You are an American, you have ownership on this land, present, and future.
although your comment isn’t addressed to me, I will bite: sir, I do not have ownership of any part of this land as it really all belongs to gov. I believe the Gov can knock me off any part of land I breath on. If they want land, they will take. Eminent domain and all. They will coerse me off if they feel it necessary. Culturally speaking, I do not own a gram of this land either. Don’t believe the national Anthem/”This land is your land” hype. Americans aren’t united → we are all a bunch of strangers.
there’s nothing better. but i wouldn’t bet the house.
Still doesn’t exactly tell me just how good it is, but i will go with what you say. thanks.
razib,
I am using war as a “baptized by the fire” analogy – whether your parents were gentry or inquilabi, it does not matter at all. They belong to South Asia and have full ownership over its history.

» DATA EXCERPTS:
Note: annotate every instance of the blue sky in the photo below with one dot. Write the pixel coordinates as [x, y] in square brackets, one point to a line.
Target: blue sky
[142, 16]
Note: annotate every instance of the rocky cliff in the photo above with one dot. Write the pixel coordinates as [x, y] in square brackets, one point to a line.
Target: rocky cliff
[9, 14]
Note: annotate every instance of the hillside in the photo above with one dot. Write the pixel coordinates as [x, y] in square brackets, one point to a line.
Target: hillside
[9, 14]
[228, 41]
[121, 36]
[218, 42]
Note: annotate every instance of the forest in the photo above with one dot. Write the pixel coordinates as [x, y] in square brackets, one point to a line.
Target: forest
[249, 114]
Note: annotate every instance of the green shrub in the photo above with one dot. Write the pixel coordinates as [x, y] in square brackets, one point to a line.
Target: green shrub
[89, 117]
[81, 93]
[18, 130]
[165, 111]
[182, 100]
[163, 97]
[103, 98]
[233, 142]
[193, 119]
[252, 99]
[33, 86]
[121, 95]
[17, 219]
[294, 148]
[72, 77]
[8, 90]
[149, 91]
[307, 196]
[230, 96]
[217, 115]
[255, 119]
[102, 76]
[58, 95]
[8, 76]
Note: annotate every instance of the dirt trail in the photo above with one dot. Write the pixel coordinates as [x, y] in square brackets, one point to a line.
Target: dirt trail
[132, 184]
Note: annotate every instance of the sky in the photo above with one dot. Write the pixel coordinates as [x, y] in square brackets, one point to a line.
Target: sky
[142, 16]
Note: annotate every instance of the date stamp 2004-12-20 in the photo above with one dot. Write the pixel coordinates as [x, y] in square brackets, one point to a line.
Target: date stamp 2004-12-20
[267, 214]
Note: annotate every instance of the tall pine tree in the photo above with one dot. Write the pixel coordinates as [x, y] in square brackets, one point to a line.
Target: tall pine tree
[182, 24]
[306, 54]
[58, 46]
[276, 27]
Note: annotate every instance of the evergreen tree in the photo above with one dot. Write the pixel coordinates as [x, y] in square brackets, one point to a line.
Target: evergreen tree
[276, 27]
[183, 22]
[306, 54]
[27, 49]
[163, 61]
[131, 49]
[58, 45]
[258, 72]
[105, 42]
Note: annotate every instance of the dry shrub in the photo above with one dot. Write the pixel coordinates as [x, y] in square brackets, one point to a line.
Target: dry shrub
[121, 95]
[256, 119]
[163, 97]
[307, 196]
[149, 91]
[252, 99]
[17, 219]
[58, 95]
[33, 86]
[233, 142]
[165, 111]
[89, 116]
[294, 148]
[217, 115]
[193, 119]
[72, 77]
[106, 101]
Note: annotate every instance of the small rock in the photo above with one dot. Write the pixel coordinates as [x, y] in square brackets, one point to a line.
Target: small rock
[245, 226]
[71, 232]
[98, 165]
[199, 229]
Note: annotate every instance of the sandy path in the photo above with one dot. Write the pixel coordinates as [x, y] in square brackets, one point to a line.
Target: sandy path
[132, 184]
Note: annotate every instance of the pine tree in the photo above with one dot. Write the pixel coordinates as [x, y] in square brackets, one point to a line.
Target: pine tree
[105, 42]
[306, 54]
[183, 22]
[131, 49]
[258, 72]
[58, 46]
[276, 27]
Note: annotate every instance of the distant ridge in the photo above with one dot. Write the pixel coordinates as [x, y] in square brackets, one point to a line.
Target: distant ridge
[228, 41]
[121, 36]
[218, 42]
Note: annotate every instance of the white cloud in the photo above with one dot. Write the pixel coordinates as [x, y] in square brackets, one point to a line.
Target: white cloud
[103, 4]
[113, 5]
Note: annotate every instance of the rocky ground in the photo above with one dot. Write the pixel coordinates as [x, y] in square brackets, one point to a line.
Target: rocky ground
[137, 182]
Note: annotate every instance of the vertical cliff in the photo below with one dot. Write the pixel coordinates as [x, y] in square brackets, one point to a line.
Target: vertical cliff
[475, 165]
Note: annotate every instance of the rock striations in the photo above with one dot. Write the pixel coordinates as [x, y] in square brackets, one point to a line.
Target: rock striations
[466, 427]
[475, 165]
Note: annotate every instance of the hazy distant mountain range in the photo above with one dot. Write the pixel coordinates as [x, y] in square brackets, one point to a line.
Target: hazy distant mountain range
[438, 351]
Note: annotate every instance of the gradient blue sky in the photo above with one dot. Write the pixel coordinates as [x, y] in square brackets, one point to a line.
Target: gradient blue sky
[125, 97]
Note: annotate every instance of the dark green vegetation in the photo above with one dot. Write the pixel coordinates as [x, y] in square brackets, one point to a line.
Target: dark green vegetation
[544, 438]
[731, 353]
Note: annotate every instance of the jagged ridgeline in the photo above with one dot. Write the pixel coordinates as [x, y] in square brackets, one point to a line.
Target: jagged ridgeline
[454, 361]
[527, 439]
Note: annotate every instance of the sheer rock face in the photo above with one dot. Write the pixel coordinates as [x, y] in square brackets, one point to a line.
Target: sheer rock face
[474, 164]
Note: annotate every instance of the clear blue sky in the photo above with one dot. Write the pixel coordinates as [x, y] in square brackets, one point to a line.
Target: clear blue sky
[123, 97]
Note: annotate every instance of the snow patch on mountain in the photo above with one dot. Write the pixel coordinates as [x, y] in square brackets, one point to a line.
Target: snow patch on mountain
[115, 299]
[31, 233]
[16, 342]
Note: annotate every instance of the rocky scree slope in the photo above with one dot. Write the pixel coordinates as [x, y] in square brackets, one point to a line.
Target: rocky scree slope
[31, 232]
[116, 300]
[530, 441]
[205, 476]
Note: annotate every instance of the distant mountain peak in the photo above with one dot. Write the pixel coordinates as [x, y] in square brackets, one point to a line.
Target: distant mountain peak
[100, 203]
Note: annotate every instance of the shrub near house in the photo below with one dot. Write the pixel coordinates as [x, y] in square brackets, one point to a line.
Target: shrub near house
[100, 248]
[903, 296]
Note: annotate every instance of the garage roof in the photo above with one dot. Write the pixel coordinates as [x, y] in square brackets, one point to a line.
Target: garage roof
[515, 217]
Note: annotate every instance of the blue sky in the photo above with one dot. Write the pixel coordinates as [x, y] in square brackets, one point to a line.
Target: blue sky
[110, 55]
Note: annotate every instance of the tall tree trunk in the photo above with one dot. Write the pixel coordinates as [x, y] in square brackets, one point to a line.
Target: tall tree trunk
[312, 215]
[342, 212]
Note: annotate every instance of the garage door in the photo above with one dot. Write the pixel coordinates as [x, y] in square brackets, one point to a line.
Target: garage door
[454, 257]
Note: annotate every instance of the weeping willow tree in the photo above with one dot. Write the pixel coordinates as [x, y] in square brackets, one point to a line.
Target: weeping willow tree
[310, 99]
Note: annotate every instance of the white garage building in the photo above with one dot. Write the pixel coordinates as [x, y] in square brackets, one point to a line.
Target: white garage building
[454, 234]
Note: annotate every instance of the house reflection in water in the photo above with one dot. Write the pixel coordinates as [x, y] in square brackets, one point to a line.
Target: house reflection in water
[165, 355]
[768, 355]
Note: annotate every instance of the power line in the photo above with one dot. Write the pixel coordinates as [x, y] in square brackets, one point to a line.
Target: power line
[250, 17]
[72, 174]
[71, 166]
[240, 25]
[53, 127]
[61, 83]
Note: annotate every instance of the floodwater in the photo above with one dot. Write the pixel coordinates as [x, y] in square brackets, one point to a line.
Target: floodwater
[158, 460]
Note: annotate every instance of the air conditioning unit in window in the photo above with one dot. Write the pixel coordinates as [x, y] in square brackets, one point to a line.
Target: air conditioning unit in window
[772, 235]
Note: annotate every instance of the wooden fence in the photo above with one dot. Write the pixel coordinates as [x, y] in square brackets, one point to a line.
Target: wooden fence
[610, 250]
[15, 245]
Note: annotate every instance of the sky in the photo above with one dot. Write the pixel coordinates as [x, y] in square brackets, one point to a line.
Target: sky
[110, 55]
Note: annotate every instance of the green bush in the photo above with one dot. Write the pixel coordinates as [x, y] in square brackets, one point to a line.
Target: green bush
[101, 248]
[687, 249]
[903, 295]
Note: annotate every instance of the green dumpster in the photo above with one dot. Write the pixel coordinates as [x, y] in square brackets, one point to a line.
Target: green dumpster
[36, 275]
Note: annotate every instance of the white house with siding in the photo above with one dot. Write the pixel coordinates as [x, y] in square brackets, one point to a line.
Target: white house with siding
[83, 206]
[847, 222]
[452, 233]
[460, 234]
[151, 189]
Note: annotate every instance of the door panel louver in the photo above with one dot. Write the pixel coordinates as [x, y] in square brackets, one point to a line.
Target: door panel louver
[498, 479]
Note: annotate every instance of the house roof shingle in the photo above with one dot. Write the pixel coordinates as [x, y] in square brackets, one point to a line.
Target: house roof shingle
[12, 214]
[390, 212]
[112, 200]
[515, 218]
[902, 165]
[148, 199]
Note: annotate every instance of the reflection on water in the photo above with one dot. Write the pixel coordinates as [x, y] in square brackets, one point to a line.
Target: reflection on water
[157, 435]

» TASK A: Rewrite the paragraph of the land ownership comments that begins "although your comment isn't addressed to me" as a shorter paragraph, keeping its main points.
» TASK B: Extend the land ownership comments, starting after the last comment shown.
The records aren't needed here.

» WRITTEN ANSWER A: The commenter says they own no part of this land, because it all really belongs to the government. The government can take any land it wants through eminent domain and force them off if it sees the need. Culturally, they don't own any of it either. They reject the message of the national anthem and "This land is your land," saying Americans aren't united but are a bunch of strangers.

» WRITTEN ANSWER B:
You can feel full pride/ sorrow and kinship to the American past whether you were part of it or not. However, saying the “Civil War” is your history (had no stake or involvement whatsover at that time), and “Bengal famine” (affected your family) is not getting little out of hand IMO. I always thought Americans usually are very clear about when their ancestors arrived, when you discuss history with them.
You have every right for kinship but it all started when you claimed “western history” was your history.
Religous kinship (you gave examples of Jews), and being part of history are entirely different things. Anyhow, do not take me too seriously.